> _Written task_:
Copy out every line in the material below that contains the string "cloud". Matching is case-sensitive.

> _Records supplied_:
[START]

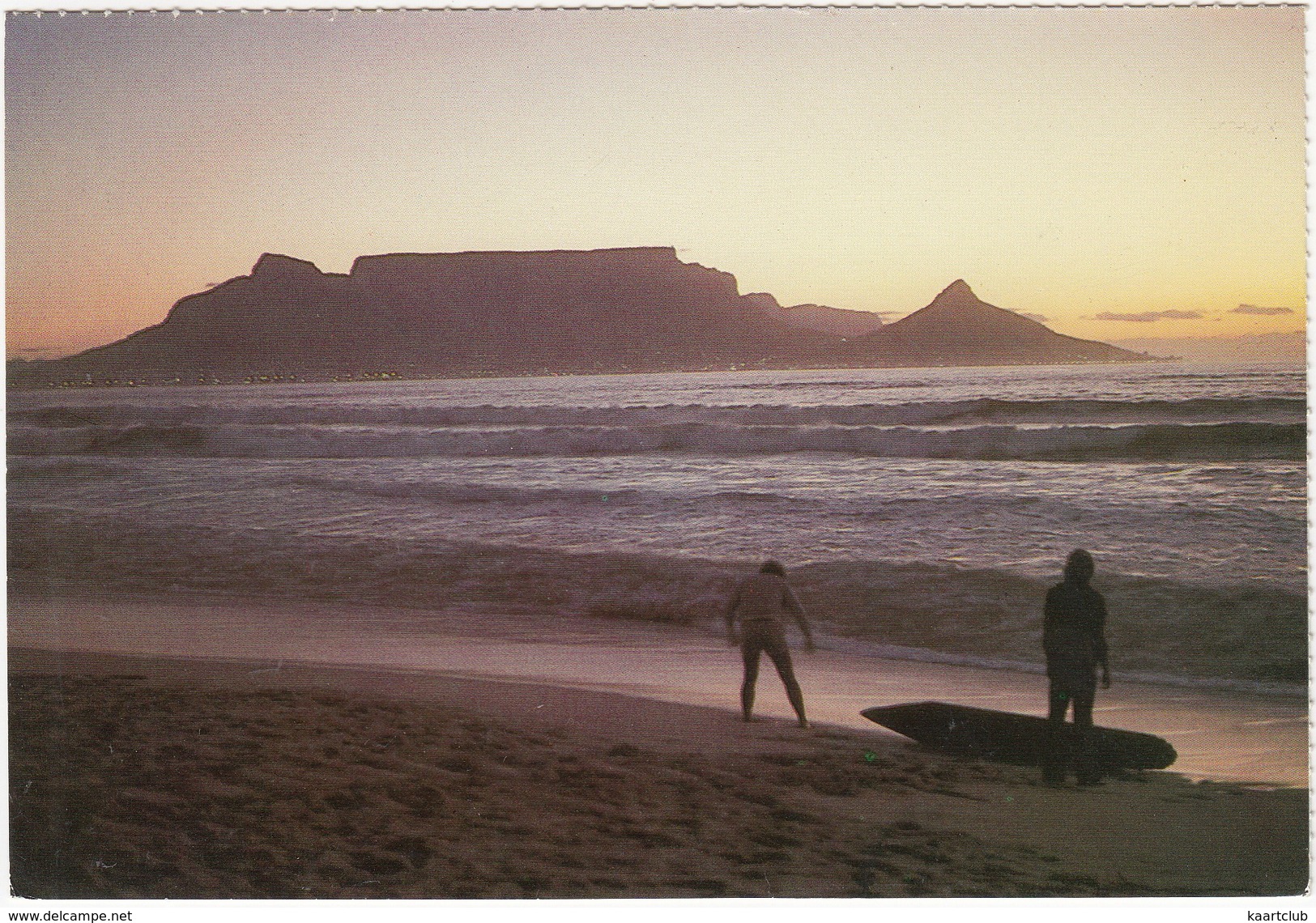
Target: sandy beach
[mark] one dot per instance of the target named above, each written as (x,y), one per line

[END]
[START]

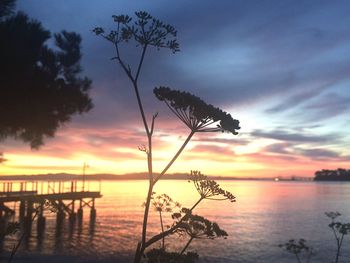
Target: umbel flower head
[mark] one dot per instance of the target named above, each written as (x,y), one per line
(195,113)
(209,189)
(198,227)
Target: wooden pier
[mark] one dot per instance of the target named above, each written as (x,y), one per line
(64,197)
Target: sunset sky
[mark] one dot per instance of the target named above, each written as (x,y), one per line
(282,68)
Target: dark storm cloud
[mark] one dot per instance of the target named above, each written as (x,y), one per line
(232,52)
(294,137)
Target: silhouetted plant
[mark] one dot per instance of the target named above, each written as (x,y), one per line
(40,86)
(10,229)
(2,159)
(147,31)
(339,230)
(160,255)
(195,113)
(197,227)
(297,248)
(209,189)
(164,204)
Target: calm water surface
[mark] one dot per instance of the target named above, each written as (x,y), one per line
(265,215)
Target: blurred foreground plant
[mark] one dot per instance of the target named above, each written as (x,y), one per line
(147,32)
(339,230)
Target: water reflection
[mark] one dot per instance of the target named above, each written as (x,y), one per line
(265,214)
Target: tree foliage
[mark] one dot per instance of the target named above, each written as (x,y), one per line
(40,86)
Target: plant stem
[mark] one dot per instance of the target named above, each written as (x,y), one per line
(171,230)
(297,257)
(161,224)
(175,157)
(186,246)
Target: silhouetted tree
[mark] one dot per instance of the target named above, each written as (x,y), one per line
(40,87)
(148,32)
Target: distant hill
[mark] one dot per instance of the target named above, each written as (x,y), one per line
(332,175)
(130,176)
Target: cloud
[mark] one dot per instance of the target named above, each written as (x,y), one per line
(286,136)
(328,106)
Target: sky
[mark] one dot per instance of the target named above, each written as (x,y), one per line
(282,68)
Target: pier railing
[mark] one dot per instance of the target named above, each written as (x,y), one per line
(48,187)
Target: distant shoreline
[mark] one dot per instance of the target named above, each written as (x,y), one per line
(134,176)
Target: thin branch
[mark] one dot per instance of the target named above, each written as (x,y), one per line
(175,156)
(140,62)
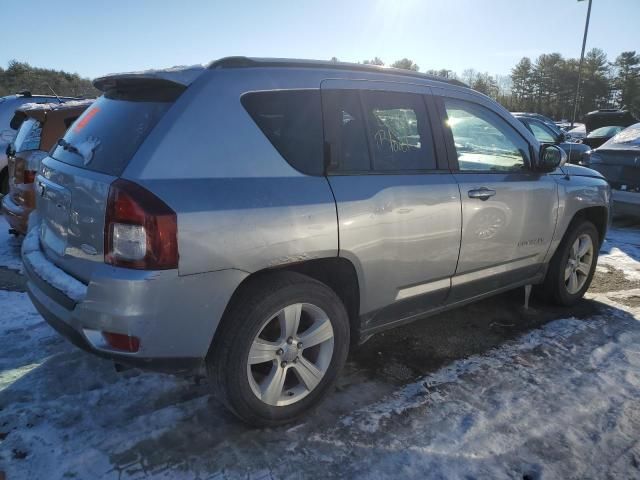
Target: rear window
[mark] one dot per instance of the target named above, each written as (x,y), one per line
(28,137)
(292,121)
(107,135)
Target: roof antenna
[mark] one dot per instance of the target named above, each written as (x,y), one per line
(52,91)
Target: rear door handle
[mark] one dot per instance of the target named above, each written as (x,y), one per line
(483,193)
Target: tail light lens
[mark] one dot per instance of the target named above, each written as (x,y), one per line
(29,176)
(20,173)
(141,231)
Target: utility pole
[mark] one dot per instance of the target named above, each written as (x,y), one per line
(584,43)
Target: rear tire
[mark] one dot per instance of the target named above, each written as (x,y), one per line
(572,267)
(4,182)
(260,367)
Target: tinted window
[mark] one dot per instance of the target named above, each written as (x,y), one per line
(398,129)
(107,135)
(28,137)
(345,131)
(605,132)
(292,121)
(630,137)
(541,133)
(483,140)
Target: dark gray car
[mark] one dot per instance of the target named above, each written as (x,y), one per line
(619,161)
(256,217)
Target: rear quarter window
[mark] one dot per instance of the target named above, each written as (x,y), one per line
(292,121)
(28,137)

[END]

> _Finished exercise_:
Target: dark storm cloud
Target: cloud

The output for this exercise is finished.